:: What is needed ::
Recast every item below as a numbered list, with no blank lines and no pictures.

** start Information provided **

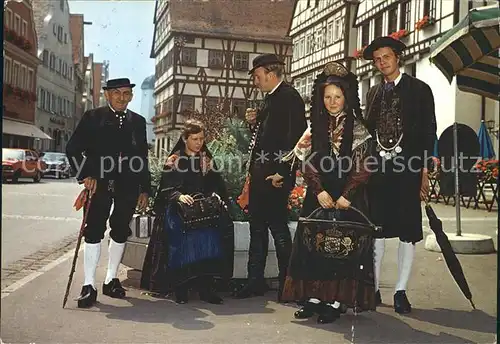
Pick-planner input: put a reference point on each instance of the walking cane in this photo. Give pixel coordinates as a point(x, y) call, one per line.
point(83, 199)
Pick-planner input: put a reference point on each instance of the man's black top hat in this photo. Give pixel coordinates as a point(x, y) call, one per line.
point(265, 60)
point(381, 42)
point(117, 83)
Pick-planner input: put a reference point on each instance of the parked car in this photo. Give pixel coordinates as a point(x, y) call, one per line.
point(21, 163)
point(57, 165)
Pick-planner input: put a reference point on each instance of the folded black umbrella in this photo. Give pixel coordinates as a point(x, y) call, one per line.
point(447, 251)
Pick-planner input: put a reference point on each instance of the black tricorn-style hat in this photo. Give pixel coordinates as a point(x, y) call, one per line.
point(117, 83)
point(264, 60)
point(381, 42)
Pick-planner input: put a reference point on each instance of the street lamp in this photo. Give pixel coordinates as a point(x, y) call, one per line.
point(5, 2)
point(490, 125)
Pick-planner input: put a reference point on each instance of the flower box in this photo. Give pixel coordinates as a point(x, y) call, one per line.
point(358, 53)
point(400, 34)
point(424, 22)
point(20, 41)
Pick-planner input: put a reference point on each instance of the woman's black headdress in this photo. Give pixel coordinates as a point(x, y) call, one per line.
point(336, 74)
point(181, 146)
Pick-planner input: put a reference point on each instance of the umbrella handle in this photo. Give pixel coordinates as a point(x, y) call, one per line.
point(375, 227)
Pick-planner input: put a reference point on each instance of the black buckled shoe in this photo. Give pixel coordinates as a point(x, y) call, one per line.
point(307, 311)
point(211, 297)
point(378, 298)
point(88, 297)
point(251, 289)
point(328, 314)
point(401, 303)
point(114, 289)
point(181, 296)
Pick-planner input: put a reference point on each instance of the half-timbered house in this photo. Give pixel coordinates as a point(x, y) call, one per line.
point(321, 32)
point(203, 51)
point(419, 23)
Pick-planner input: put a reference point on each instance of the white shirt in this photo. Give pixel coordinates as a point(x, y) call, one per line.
point(274, 89)
point(125, 111)
point(398, 79)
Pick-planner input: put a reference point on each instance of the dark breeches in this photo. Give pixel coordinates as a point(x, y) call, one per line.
point(124, 198)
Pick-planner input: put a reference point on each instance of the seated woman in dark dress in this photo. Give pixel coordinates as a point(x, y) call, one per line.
point(333, 153)
point(177, 260)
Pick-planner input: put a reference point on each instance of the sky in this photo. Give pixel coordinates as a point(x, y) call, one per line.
point(121, 32)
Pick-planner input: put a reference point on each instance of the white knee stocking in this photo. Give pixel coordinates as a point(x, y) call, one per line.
point(91, 255)
point(115, 258)
point(378, 250)
point(406, 252)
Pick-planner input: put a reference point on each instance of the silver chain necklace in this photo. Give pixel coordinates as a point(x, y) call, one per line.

** end Information provided **

:: Exercise response ::
1. Pick-planner input: put a reference point on each instance of the walking cane in this photo. Give pixel coordinates as a point(x, y) call, one per line.
2. point(83, 199)
3. Pick-planner input: put a reference point on each instance of the man's black top hat in this photo. Give pixel coordinates as a point(x, y) call, one per line.
4. point(265, 60)
5. point(381, 42)
6. point(117, 83)
7. Pick-planner input: put a reference point on each instance of the parked car in this photo. Give pixel coordinates as a point(x, y) call, one per line.
8. point(21, 163)
9. point(57, 165)
10. Pick-planner input: put a reference point on each instance of the folded black umbrella in this photo. Give pixel coordinates as a point(x, y) call, one per line.
11. point(447, 251)
12. Pick-planner input: put a reference point on each instance of the black tricorn-style hat in this photo. Give pixel coordinates as a point(x, y) call, one per line.
13. point(117, 83)
14. point(264, 60)
15. point(381, 42)
16. Pick-planner input: put a reference point on each instance of the street lamp in this photo. Give pixel coordinates as a point(x, y) call, one per line.
17. point(5, 2)
18. point(490, 125)
19. Pick-planner input: put a reference point on each instance of the flower box in this photo. Give pixel coordinates as a point(x, y) call, one per line.
20. point(358, 53)
21. point(400, 34)
22. point(424, 22)
23. point(20, 41)
24. Pick-planner input: put a reference point on each instance of the woman's black headdress in this photo. Give pixel coordinates as a point(x, y) call, one per line.
25. point(336, 74)
26. point(181, 146)
27. Pick-planner input: put a reference point on each instance of the umbrella handle in this photo. Give pixel coordinates as a point(x, y) call, one per line.
28. point(375, 227)
29. Pick-planner input: put a reference point on each instance of the black buckled shoe in this photo. Give pixel coordinates as a point(x, y) call, one per line.
30. point(307, 311)
31. point(211, 297)
32. point(378, 298)
33. point(88, 297)
34. point(251, 289)
35. point(328, 314)
36. point(401, 303)
37. point(114, 289)
38. point(181, 296)
39. Pick-planner input: put a reference point on each instance of the half-timbered house in this photo. Give pixel coordinates as a point(x, y) call, one per line.
40. point(321, 32)
41. point(203, 51)
42. point(419, 23)
43. Pick-planner input: put a reference point on each instance of the white shirt in this photo. Give pixel coordinates as a point(x, y) call, one per line.
44. point(274, 89)
45. point(125, 111)
46. point(398, 79)
47. Pick-planner input: put a reference point on each instance of the dark breeches in this photo. Give pixel coordinates as a point(x, y) call, one per line.
48. point(124, 198)
49. Pick-planner input: put a reference point on each instance of the seated woman in dark dress in this photo. Give pixel coordinates as a point(x, y) call, one per line.
50. point(333, 153)
51. point(177, 260)
52. Pick-planner input: put a reference point on each instance of the sky in this photo. Give pixel coordinates as a point(x, y) call, one per line.
53. point(121, 32)
54. Pick-planner input: put a reference point on each instance of the white knee stocking in this photo. Give pixel coordinates as a point(x, y) call, one per line.
55. point(91, 255)
56. point(115, 258)
57. point(378, 250)
58. point(406, 252)
59. Pick-planner input: put a reference point on each instance of the silver chain necklace in this photo. Give pixel coordinates as a point(x, y) call, one per line.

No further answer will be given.